* **Requirement**
Rescale part of the records below: start at the line that has "point: rickshaw seat", stop after the last line of the records, and reproduce every line in that stretch. Multiply each point coordinate in the answers by 1.4 and round to whole numbers, halves up, while leaving all other numbers as they are.
-- start Raw records --
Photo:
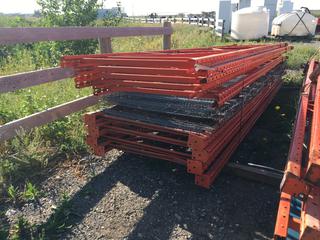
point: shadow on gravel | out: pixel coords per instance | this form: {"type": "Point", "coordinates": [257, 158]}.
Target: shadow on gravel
{"type": "Point", "coordinates": [232, 209]}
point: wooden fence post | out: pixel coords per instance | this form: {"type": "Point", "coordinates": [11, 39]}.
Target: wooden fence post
{"type": "Point", "coordinates": [105, 45]}
{"type": "Point", "coordinates": [167, 38]}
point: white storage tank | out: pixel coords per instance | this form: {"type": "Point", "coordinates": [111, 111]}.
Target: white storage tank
{"type": "Point", "coordinates": [223, 12]}
{"type": "Point", "coordinates": [285, 6]}
{"type": "Point", "coordinates": [271, 6]}
{"type": "Point", "coordinates": [250, 23]}
{"type": "Point", "coordinates": [297, 23]}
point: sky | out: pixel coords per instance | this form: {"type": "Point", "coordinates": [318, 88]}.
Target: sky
{"type": "Point", "coordinates": [143, 7]}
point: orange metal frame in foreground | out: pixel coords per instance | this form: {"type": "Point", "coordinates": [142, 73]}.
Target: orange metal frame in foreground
{"type": "Point", "coordinates": [301, 178]}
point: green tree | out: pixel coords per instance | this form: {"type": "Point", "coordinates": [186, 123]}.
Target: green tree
{"type": "Point", "coordinates": [67, 13]}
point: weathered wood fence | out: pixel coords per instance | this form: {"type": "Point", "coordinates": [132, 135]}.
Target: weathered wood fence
{"type": "Point", "coordinates": [15, 82]}
{"type": "Point", "coordinates": [200, 21]}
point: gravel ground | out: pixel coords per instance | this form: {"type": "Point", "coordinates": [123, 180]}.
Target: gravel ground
{"type": "Point", "coordinates": [136, 198]}
{"type": "Point", "coordinates": [123, 196]}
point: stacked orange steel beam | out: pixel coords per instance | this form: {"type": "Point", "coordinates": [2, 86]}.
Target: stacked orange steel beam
{"type": "Point", "coordinates": [301, 179]}
{"type": "Point", "coordinates": [189, 106]}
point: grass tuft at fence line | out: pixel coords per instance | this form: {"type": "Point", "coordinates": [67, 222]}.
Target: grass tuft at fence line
{"type": "Point", "coordinates": [27, 153]}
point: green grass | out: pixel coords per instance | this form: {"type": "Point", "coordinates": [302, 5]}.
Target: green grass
{"type": "Point", "coordinates": [26, 154]}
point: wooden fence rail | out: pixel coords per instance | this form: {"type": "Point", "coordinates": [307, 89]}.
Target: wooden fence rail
{"type": "Point", "coordinates": [14, 82]}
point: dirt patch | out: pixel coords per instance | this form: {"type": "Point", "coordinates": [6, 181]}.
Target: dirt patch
{"type": "Point", "coordinates": [125, 196]}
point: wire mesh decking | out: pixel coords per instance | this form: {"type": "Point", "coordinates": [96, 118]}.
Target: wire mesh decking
{"type": "Point", "coordinates": [189, 106]}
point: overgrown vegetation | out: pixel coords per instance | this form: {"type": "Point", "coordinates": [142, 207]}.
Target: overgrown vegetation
{"type": "Point", "coordinates": [23, 156]}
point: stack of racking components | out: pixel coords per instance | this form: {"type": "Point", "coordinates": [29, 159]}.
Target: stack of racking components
{"type": "Point", "coordinates": [299, 207]}
{"type": "Point", "coordinates": [189, 106]}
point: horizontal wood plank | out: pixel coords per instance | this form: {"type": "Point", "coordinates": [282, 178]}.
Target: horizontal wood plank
{"type": "Point", "coordinates": [10, 129]}
{"type": "Point", "coordinates": [10, 36]}
{"type": "Point", "coordinates": [28, 79]}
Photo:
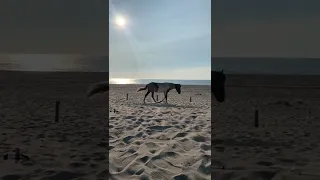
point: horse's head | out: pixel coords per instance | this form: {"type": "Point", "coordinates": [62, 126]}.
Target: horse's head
{"type": "Point", "coordinates": [178, 88]}
{"type": "Point", "coordinates": [218, 80]}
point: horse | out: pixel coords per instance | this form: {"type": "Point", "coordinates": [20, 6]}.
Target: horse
{"type": "Point", "coordinates": [98, 88]}
{"type": "Point", "coordinates": [159, 87]}
{"type": "Point", "coordinates": [218, 82]}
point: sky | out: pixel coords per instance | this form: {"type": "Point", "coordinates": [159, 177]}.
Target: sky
{"type": "Point", "coordinates": [54, 27]}
{"type": "Point", "coordinates": [162, 39]}
{"type": "Point", "coordinates": [270, 28]}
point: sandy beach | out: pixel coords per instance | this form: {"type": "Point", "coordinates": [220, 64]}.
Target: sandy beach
{"type": "Point", "coordinates": [286, 143]}
{"type": "Point", "coordinates": [160, 141]}
{"type": "Point", "coordinates": [74, 148]}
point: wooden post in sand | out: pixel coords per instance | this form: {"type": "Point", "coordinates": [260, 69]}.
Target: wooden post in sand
{"type": "Point", "coordinates": [256, 118]}
{"type": "Point", "coordinates": [57, 111]}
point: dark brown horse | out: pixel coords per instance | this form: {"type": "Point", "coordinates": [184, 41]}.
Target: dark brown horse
{"type": "Point", "coordinates": [159, 87]}
{"type": "Point", "coordinates": [98, 88]}
{"type": "Point", "coordinates": [218, 82]}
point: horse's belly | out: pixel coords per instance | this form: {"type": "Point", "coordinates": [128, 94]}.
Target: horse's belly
{"type": "Point", "coordinates": [162, 89]}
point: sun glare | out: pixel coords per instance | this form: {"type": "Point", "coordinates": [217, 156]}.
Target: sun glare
{"type": "Point", "coordinates": [121, 81]}
{"type": "Point", "coordinates": [120, 21]}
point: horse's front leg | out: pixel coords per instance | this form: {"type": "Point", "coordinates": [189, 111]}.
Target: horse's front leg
{"type": "Point", "coordinates": [152, 94]}
{"type": "Point", "coordinates": [144, 100]}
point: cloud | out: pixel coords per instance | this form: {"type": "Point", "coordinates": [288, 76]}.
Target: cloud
{"type": "Point", "coordinates": [196, 73]}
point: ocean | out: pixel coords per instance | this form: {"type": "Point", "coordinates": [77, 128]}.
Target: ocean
{"type": "Point", "coordinates": [146, 81]}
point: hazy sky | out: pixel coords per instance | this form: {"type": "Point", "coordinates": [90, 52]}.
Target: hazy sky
{"type": "Point", "coordinates": [165, 39]}
{"type": "Point", "coordinates": [54, 26]}
{"type": "Point", "coordinates": [269, 28]}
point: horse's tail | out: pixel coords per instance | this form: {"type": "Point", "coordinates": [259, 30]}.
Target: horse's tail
{"type": "Point", "coordinates": [142, 88]}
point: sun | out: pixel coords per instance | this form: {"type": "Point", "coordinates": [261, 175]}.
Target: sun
{"type": "Point", "coordinates": [120, 21]}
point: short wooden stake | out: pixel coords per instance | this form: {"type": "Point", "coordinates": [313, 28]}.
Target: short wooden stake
{"type": "Point", "coordinates": [57, 111]}
{"type": "Point", "coordinates": [256, 118]}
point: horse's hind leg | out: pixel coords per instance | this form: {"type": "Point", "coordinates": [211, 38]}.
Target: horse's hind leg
{"type": "Point", "coordinates": [144, 100]}
{"type": "Point", "coordinates": [152, 94]}
{"type": "Point", "coordinates": [166, 96]}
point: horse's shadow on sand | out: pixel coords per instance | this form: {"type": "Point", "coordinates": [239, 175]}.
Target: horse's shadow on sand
{"type": "Point", "coordinates": [165, 105]}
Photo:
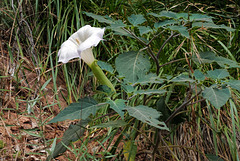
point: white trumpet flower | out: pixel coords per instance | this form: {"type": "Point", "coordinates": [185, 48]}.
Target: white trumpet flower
{"type": "Point", "coordinates": [79, 45]}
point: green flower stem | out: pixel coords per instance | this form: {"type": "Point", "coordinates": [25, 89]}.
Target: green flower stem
{"type": "Point", "coordinates": [101, 77]}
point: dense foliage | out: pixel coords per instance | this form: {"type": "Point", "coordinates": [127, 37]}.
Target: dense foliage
{"type": "Point", "coordinates": [174, 66]}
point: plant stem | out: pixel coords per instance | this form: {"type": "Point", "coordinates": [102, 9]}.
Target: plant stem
{"type": "Point", "coordinates": [101, 77]}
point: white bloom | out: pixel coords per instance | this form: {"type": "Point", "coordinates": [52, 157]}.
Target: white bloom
{"type": "Point", "coordinates": [80, 44]}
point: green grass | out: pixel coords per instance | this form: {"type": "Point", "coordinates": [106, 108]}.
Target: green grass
{"type": "Point", "coordinates": [40, 87]}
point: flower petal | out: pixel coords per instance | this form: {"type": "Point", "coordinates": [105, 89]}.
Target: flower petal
{"type": "Point", "coordinates": [68, 51]}
{"type": "Point", "coordinates": [87, 56]}
{"type": "Point", "coordinates": [78, 42]}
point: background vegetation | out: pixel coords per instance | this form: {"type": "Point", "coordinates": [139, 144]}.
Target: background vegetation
{"type": "Point", "coordinates": [34, 87]}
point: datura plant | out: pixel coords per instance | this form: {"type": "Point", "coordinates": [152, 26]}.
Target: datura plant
{"type": "Point", "coordinates": [79, 45]}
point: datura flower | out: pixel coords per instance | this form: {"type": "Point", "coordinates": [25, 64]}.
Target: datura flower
{"type": "Point", "coordinates": [79, 45]}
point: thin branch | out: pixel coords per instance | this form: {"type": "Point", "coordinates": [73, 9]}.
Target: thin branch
{"type": "Point", "coordinates": [154, 58]}
{"type": "Point", "coordinates": [185, 103]}
{"type": "Point", "coordinates": [173, 61]}
{"type": "Point", "coordinates": [169, 38]}
{"type": "Point", "coordinates": [131, 33]}
{"type": "Point", "coordinates": [155, 37]}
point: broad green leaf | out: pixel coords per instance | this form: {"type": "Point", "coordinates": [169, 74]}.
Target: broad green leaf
{"type": "Point", "coordinates": [210, 57]}
{"type": "Point", "coordinates": [182, 78]}
{"type": "Point", "coordinates": [113, 124]}
{"type": "Point", "coordinates": [144, 30]}
{"type": "Point", "coordinates": [200, 17]}
{"type": "Point", "coordinates": [147, 115]}
{"type": "Point", "coordinates": [199, 75]}
{"type": "Point", "coordinates": [72, 134]}
{"type": "Point", "coordinates": [118, 106]}
{"type": "Point", "coordinates": [205, 57]}
{"type": "Point", "coordinates": [136, 19]}
{"type": "Point", "coordinates": [218, 74]}
{"type": "Point", "coordinates": [80, 110]}
{"type": "Point", "coordinates": [45, 84]}
{"type": "Point", "coordinates": [121, 32]}
{"type": "Point", "coordinates": [217, 97]}
{"type": "Point", "coordinates": [181, 29]}
{"type": "Point", "coordinates": [150, 91]}
{"type": "Point", "coordinates": [132, 65]}
{"type": "Point", "coordinates": [182, 15]}
{"type": "Point", "coordinates": [149, 78]}
{"type": "Point", "coordinates": [164, 23]}
{"type": "Point", "coordinates": [104, 19]}
{"type": "Point", "coordinates": [211, 25]}
{"type": "Point", "coordinates": [234, 84]}
{"type": "Point", "coordinates": [168, 14]}
{"type": "Point", "coordinates": [104, 88]}
{"type": "Point", "coordinates": [127, 88]}
{"type": "Point", "coordinates": [105, 66]}
{"type": "Point", "coordinates": [129, 150]}
{"type": "Point", "coordinates": [117, 24]}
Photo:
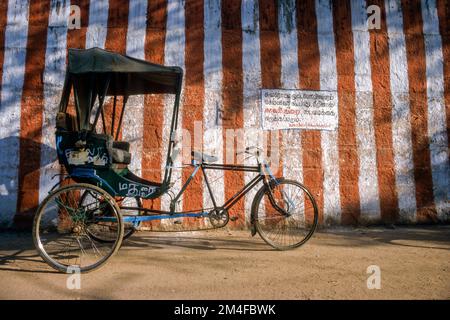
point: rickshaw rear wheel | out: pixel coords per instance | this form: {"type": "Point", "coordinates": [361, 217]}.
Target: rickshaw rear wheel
{"type": "Point", "coordinates": [129, 228]}
{"type": "Point", "coordinates": [61, 223]}
{"type": "Point", "coordinates": [297, 221]}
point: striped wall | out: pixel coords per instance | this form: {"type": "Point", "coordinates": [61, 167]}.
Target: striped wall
{"type": "Point", "coordinates": [387, 163]}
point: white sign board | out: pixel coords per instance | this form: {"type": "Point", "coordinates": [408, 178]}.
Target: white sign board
{"type": "Point", "coordinates": [299, 109]}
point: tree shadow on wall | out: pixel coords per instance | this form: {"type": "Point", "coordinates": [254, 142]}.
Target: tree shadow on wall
{"type": "Point", "coordinates": [20, 162]}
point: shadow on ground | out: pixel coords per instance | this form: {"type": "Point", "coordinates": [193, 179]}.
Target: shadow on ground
{"type": "Point", "coordinates": [17, 252]}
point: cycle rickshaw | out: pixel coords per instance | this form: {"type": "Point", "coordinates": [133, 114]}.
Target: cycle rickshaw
{"type": "Point", "coordinates": [82, 224]}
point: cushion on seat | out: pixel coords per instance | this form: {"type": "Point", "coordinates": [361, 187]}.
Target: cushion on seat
{"type": "Point", "coordinates": [203, 157]}
{"type": "Point", "coordinates": [121, 156]}
{"type": "Point", "coordinates": [65, 121]}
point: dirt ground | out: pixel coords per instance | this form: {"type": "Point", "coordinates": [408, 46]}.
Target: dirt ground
{"type": "Point", "coordinates": [221, 264]}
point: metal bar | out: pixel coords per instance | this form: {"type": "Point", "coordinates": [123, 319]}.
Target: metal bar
{"type": "Point", "coordinates": [219, 166]}
{"type": "Point", "coordinates": [155, 217]}
{"type": "Point", "coordinates": [238, 195]}
{"type": "Point", "coordinates": [209, 189]}
{"type": "Point", "coordinates": [194, 172]}
{"type": "Point", "coordinates": [100, 105]}
{"type": "Point", "coordinates": [114, 115]}
{"type": "Point", "coordinates": [173, 128]}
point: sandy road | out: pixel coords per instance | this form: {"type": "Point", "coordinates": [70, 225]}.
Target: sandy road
{"type": "Point", "coordinates": [414, 264]}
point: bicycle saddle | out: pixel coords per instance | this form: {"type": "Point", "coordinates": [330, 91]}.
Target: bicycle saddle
{"type": "Point", "coordinates": [203, 157]}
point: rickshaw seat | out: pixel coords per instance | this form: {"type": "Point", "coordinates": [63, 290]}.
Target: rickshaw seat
{"type": "Point", "coordinates": [131, 176]}
{"type": "Point", "coordinates": [120, 149]}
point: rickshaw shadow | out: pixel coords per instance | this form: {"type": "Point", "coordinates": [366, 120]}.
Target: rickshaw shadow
{"type": "Point", "coordinates": [18, 257]}
{"type": "Point", "coordinates": [162, 240]}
-- end Raw records --
* **Full output**
point: rickshaw seat | out: pixel coords per instance | this form: {"type": "Point", "coordinates": [63, 290]}.
Target: rickshaw seat
{"type": "Point", "coordinates": [183, 246]}
{"type": "Point", "coordinates": [168, 209]}
point: rickshaw shadow | out: pixel coords per instance | this form: {"type": "Point", "coordinates": [366, 120]}.
Target: rickshaw shadow
{"type": "Point", "coordinates": [25, 360]}
{"type": "Point", "coordinates": [227, 336]}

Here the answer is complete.